▸ PROBLEM DESCRIPTION
Repeat only the stretch of lines below that runs from the line with "column 161, row 226" through the line with "the wood cabinet", unaltered.
******
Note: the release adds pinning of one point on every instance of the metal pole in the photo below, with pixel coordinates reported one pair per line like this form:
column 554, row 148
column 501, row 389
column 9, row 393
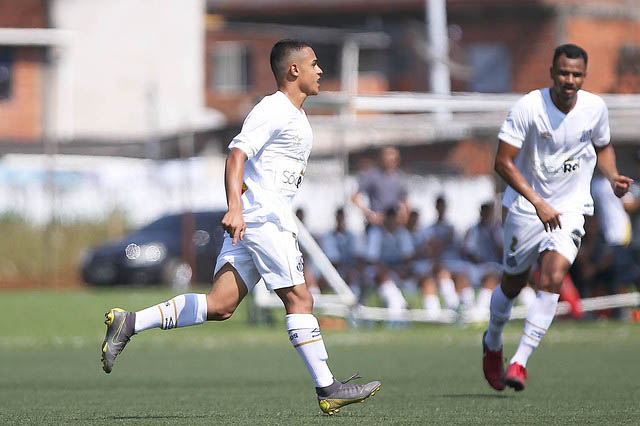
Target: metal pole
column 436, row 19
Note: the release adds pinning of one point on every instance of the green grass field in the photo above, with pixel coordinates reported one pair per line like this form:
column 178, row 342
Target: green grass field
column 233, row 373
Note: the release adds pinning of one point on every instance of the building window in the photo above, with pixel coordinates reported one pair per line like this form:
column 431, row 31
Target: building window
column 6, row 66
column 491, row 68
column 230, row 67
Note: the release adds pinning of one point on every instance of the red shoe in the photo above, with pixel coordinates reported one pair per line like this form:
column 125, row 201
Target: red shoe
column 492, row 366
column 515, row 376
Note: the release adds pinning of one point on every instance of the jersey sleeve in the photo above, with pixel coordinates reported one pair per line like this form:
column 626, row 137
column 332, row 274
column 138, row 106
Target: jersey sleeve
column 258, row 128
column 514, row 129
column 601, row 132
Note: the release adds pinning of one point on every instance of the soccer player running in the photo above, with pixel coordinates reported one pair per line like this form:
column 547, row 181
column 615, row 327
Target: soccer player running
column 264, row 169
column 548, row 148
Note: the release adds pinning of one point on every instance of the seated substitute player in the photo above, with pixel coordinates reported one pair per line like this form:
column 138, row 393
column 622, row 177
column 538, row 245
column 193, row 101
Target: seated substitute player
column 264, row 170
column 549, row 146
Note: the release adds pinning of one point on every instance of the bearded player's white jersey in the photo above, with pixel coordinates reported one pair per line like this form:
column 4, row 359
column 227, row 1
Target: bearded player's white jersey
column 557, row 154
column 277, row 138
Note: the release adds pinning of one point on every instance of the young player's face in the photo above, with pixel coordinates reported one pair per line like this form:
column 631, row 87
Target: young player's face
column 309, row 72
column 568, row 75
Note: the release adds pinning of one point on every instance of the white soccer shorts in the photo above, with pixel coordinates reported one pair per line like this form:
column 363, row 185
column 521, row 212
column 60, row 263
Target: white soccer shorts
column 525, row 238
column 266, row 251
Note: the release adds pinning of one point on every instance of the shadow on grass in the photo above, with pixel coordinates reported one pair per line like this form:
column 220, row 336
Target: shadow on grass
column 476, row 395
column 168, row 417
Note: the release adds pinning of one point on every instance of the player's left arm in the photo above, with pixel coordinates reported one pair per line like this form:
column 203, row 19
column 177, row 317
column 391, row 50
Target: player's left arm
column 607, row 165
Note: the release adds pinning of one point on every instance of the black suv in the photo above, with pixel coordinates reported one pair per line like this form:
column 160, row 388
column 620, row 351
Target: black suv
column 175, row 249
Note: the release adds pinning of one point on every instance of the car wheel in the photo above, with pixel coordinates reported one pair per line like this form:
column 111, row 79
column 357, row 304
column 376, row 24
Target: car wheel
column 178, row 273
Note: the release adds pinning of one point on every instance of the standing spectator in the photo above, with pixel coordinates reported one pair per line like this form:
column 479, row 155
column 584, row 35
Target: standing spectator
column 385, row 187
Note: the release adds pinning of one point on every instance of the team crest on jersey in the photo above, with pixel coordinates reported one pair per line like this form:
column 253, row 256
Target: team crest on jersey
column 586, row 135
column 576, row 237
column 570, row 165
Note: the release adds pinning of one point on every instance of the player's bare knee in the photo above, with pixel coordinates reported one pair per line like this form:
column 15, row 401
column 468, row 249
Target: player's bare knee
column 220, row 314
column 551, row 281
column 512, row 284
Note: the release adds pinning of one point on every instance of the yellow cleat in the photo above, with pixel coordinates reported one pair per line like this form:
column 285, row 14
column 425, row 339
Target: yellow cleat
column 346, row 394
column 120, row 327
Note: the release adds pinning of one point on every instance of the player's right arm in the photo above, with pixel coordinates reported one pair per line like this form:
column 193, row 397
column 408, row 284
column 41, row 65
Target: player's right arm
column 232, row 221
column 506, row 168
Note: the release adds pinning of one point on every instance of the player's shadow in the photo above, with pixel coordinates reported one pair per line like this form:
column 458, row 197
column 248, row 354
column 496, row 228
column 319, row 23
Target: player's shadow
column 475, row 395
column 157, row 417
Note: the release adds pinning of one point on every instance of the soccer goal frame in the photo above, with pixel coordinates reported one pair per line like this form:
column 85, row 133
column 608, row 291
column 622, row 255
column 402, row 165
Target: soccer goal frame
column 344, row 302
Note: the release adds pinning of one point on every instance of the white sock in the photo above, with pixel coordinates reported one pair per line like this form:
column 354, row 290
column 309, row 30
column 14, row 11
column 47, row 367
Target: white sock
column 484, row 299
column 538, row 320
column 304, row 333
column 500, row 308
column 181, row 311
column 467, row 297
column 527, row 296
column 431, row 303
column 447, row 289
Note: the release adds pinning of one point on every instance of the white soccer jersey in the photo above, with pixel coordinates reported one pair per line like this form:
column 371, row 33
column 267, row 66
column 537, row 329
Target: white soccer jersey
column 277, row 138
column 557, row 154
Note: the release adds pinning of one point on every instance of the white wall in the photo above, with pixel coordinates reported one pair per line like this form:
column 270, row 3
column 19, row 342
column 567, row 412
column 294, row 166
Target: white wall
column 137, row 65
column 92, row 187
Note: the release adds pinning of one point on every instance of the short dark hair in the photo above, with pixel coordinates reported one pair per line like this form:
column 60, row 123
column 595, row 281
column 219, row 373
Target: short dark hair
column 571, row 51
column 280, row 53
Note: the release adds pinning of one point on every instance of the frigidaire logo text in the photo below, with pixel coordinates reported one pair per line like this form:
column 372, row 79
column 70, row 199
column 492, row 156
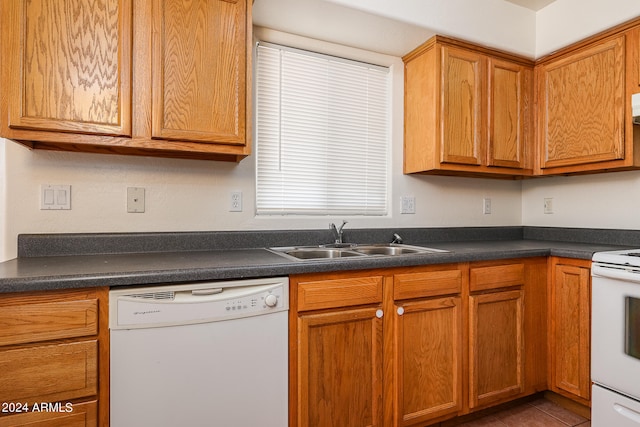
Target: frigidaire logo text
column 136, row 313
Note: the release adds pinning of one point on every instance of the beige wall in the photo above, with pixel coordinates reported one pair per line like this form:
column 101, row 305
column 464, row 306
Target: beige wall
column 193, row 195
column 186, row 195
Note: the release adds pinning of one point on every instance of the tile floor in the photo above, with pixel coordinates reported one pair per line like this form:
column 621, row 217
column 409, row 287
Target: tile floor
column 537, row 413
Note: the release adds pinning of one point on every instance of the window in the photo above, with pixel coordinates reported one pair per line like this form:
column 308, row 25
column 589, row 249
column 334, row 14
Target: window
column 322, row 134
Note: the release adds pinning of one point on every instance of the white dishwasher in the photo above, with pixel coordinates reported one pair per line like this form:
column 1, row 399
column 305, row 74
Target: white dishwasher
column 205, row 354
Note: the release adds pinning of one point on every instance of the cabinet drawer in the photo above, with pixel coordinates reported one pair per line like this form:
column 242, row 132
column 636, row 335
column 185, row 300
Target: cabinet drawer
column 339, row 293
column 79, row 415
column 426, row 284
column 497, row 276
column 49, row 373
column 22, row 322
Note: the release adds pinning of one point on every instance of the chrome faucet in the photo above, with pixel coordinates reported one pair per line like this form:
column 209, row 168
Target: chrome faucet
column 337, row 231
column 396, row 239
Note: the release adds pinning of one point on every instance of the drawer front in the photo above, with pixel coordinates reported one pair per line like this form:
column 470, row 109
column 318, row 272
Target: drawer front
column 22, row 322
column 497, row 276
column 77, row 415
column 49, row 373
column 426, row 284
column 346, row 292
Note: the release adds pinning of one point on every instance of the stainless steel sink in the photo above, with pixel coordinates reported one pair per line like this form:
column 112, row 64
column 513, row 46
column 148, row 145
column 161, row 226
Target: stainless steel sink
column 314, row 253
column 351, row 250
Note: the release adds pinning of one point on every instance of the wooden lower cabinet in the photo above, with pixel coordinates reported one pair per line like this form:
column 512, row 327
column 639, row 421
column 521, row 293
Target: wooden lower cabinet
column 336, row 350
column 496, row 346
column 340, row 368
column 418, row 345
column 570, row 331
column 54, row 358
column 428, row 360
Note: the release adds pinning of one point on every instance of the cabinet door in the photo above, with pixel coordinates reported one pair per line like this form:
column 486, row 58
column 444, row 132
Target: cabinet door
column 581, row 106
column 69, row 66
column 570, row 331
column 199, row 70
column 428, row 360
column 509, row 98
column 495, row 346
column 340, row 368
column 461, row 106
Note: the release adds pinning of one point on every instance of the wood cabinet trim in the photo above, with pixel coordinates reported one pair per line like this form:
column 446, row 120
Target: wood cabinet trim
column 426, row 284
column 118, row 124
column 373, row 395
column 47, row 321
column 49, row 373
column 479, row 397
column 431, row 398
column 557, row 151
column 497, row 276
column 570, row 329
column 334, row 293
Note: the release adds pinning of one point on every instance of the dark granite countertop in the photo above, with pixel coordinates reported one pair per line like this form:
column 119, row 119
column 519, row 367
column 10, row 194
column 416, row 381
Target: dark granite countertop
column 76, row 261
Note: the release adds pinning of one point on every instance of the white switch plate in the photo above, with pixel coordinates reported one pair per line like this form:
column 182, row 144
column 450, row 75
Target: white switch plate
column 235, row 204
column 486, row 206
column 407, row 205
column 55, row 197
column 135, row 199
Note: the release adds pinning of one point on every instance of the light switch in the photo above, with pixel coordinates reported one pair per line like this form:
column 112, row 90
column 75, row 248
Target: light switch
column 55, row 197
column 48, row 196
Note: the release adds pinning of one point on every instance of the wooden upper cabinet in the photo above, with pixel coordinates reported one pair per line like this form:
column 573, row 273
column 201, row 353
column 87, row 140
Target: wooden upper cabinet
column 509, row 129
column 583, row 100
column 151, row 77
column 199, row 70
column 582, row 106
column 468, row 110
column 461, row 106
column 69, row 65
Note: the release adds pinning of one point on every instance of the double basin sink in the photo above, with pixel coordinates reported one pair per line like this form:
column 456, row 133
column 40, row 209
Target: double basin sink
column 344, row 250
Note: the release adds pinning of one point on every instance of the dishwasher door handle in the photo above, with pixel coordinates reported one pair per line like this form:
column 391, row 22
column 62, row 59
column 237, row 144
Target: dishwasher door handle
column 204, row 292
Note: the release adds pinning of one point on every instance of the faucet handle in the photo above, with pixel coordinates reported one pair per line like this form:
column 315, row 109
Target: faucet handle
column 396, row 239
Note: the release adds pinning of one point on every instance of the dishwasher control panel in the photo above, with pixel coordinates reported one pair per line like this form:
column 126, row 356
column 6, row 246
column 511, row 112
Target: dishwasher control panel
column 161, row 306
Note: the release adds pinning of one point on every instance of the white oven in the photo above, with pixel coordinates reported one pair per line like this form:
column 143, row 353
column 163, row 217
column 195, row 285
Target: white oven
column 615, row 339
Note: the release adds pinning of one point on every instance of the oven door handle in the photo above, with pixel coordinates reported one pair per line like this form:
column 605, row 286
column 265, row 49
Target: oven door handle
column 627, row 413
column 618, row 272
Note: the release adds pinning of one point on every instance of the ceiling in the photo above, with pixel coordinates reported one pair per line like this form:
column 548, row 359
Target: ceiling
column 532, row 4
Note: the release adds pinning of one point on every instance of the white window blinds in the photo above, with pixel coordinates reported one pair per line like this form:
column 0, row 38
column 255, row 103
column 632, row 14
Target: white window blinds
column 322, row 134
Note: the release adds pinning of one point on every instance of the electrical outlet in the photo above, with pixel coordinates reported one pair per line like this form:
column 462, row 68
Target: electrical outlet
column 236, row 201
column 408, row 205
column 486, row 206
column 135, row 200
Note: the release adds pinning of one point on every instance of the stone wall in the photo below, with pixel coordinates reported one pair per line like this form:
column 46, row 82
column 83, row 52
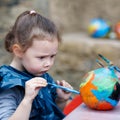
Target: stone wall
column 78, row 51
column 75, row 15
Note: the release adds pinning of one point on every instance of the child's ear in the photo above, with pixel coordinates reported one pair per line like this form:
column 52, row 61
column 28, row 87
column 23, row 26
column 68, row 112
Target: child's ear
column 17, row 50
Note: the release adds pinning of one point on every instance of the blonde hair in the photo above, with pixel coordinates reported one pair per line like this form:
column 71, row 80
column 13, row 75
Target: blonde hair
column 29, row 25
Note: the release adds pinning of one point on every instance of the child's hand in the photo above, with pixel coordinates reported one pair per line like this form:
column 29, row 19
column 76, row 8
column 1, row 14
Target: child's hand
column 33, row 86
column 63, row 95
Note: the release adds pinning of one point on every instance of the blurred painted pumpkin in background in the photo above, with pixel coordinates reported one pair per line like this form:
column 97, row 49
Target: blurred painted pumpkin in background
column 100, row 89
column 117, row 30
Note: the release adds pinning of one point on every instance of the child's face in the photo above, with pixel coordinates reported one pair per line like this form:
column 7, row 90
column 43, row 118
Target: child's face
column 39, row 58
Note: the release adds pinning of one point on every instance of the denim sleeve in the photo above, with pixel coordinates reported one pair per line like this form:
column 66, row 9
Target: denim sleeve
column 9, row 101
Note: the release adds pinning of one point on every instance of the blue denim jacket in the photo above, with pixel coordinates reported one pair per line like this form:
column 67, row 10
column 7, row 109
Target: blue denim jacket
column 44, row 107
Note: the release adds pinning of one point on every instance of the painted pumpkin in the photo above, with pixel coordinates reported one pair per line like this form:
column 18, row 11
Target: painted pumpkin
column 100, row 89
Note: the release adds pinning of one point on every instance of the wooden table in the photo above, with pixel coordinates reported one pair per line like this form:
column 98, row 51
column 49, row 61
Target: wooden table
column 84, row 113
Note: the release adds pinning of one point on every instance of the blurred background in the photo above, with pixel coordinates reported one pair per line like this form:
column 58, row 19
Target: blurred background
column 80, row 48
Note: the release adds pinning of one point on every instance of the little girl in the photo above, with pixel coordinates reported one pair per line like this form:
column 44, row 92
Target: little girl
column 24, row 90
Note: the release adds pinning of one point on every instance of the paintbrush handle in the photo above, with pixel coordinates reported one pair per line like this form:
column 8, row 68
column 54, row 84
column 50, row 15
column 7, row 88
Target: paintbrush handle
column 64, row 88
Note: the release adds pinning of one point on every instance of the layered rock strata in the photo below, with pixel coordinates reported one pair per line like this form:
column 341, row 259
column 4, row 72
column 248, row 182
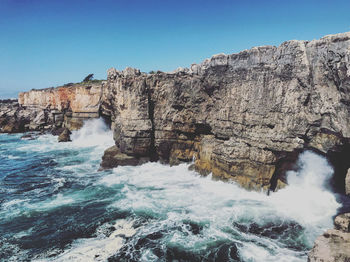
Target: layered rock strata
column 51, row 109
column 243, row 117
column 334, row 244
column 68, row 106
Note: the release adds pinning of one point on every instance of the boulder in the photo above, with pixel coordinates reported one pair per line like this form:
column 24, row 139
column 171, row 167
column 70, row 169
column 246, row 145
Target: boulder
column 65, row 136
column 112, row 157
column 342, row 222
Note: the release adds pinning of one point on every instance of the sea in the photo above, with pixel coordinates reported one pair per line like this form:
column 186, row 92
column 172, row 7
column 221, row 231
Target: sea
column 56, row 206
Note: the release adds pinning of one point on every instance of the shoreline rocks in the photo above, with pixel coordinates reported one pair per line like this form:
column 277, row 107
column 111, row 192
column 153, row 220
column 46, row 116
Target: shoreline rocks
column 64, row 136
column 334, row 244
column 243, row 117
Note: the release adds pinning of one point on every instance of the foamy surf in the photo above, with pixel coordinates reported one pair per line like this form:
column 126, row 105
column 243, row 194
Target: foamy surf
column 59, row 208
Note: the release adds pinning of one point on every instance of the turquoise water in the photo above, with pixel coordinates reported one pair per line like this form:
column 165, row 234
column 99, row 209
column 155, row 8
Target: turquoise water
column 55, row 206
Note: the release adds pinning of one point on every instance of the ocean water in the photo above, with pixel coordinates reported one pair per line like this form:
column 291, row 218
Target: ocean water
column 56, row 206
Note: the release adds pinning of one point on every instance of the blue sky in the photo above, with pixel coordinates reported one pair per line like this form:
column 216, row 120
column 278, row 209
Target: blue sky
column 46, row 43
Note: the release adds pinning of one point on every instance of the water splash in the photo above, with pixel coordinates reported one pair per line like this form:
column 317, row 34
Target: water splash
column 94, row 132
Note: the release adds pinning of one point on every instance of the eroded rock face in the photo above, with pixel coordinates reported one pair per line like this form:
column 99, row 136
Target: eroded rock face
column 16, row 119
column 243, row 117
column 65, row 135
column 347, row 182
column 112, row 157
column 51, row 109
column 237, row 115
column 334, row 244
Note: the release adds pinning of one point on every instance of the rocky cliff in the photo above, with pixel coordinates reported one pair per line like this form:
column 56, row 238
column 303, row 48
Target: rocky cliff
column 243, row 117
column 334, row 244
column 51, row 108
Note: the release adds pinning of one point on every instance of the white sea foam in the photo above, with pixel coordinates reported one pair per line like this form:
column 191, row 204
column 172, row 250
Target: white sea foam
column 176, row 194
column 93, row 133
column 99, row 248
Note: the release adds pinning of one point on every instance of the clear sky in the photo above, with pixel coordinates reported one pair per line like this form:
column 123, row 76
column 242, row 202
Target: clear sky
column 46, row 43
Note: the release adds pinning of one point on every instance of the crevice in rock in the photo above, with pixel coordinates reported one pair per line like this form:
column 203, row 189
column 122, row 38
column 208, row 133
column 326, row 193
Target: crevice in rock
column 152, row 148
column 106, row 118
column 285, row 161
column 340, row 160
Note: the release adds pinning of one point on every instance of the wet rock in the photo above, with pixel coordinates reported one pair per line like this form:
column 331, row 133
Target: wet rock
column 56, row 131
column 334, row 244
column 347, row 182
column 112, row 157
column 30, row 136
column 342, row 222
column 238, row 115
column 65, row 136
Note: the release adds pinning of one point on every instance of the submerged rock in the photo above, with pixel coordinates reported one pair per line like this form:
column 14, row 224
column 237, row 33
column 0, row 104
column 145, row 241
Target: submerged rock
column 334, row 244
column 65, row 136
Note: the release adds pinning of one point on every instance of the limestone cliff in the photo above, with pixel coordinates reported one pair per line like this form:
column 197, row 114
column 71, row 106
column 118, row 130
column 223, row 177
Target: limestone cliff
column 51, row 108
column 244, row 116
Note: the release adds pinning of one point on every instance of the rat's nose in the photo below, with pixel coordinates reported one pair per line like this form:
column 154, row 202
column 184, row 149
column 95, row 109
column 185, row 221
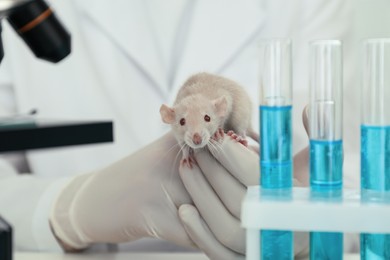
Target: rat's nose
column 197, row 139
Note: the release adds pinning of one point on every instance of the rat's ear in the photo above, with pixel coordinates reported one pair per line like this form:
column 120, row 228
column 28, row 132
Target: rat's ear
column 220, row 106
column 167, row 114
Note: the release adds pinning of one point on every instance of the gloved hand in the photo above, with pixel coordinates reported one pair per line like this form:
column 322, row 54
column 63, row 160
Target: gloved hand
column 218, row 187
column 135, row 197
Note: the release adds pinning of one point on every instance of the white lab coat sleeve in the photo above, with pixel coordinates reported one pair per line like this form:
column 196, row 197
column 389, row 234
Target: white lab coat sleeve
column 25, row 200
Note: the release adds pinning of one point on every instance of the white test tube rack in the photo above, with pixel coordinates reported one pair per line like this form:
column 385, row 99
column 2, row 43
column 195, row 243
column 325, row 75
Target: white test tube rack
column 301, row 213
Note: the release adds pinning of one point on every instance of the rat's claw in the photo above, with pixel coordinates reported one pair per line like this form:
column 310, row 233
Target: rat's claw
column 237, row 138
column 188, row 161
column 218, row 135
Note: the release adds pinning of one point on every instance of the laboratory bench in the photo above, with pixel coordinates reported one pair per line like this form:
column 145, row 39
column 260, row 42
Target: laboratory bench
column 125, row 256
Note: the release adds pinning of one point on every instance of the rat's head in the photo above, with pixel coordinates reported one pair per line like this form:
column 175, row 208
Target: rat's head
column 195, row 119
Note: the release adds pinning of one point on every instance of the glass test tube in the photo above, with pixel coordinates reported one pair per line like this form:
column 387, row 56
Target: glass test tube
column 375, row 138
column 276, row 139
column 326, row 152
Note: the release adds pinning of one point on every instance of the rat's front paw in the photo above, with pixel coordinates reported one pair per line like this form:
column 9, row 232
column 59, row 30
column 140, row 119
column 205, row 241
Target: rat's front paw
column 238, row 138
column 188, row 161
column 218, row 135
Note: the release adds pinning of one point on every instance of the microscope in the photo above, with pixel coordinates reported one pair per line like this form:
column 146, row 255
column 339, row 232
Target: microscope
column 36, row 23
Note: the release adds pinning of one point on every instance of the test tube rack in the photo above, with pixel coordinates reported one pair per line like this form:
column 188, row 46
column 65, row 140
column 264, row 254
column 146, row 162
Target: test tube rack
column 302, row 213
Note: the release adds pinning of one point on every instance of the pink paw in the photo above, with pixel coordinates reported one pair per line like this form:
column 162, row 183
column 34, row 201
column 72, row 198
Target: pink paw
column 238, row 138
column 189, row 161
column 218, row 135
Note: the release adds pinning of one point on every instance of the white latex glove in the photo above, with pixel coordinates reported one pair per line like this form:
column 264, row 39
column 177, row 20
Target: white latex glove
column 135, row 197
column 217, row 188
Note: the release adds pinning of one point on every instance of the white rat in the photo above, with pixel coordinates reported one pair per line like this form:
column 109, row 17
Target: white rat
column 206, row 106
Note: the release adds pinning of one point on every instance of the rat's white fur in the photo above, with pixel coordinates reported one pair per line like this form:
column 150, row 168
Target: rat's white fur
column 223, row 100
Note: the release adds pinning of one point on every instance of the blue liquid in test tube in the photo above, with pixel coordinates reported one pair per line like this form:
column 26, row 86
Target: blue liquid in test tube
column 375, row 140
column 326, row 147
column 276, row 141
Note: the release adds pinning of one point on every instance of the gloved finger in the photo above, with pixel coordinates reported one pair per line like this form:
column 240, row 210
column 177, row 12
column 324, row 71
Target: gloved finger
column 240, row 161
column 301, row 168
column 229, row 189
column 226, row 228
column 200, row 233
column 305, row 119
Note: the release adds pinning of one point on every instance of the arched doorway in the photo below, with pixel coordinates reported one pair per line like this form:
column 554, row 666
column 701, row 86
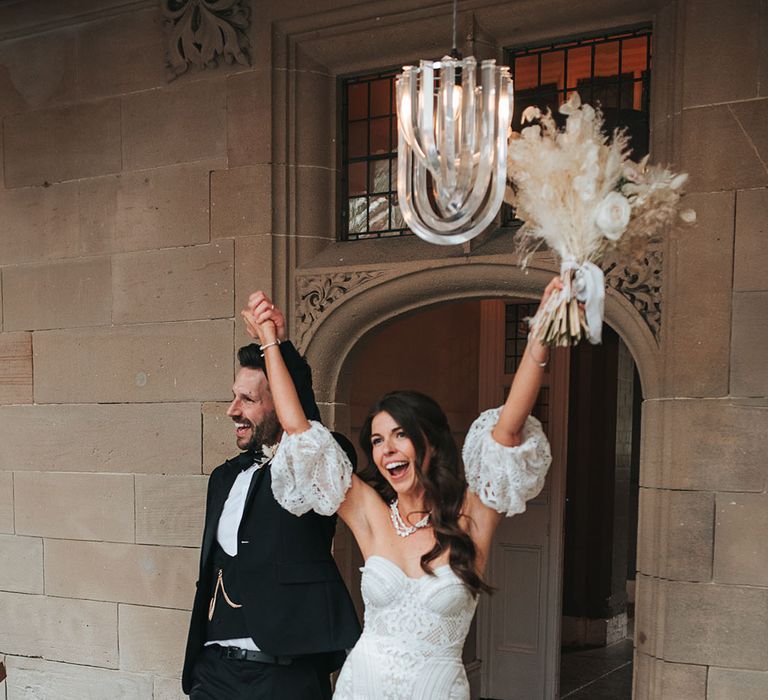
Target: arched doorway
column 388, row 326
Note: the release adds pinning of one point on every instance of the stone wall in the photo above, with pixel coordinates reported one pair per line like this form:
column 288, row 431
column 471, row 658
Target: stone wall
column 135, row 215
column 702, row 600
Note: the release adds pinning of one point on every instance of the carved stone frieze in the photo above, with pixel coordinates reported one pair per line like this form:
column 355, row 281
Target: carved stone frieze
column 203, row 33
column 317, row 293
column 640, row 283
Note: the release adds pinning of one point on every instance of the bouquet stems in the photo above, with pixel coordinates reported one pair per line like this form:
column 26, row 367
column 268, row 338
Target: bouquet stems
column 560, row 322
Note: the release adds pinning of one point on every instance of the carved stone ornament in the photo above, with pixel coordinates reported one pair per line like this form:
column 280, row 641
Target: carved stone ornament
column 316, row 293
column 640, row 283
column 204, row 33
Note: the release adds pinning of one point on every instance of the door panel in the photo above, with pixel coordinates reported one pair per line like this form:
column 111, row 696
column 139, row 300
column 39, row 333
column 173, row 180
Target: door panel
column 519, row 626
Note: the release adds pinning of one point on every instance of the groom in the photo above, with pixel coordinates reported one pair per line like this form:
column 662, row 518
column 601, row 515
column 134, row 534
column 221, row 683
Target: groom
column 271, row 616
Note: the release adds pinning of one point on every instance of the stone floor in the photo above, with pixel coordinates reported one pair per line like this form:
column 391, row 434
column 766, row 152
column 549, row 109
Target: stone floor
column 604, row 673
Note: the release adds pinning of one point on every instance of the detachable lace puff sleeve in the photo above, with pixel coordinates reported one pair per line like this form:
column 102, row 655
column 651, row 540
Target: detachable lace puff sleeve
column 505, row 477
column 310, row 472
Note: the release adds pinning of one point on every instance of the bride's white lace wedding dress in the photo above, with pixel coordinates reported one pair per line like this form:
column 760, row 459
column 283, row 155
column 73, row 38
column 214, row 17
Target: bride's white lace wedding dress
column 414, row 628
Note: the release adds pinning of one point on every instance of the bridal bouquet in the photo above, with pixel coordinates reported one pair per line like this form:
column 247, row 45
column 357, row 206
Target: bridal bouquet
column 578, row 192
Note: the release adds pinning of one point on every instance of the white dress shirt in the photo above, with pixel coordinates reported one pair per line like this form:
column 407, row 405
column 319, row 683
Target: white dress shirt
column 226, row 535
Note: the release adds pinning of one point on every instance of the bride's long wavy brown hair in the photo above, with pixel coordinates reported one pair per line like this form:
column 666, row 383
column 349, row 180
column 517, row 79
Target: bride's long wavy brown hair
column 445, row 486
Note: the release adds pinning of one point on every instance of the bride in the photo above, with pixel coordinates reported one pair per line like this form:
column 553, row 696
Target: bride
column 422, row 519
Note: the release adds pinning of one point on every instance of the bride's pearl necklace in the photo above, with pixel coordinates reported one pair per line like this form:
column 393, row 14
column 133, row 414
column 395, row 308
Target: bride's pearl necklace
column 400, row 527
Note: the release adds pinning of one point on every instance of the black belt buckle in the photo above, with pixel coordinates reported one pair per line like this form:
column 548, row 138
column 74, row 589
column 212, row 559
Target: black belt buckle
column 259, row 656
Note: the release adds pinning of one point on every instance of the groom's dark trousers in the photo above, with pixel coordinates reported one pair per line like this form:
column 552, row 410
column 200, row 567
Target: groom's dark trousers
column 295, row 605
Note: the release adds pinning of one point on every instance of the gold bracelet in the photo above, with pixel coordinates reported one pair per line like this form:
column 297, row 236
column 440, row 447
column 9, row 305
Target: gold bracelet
******
▸ RESPONSE AREA
column 161, row 226
Target: stainless steel sink
column 314, row 253
column 351, row 250
Note: the release adds pinning of one point on every instance of the wooden lower cabinet in the photo above, with pixel coordinates reported one pair per line like this form:
column 512, row 327
column 639, row 421
column 521, row 293
Target: wooden lower cabinet
column 336, row 350
column 496, row 346
column 340, row 368
column 418, row 345
column 570, row 331
column 54, row 358
column 428, row 360
Note: the release adds pinning of one point on every instance of the cabinet door in the photo above, with pixel coordinates reported one pair per line like this form:
column 486, row 58
column 444, row 132
Target: cabinet door
column 581, row 106
column 69, row 66
column 570, row 331
column 199, row 70
column 428, row 360
column 509, row 98
column 495, row 346
column 340, row 368
column 461, row 106
Note: the release adds pinning of one point on every instance of the wood cabinet trim in the photo above, with pixel coordinates reported one pair per line like this form:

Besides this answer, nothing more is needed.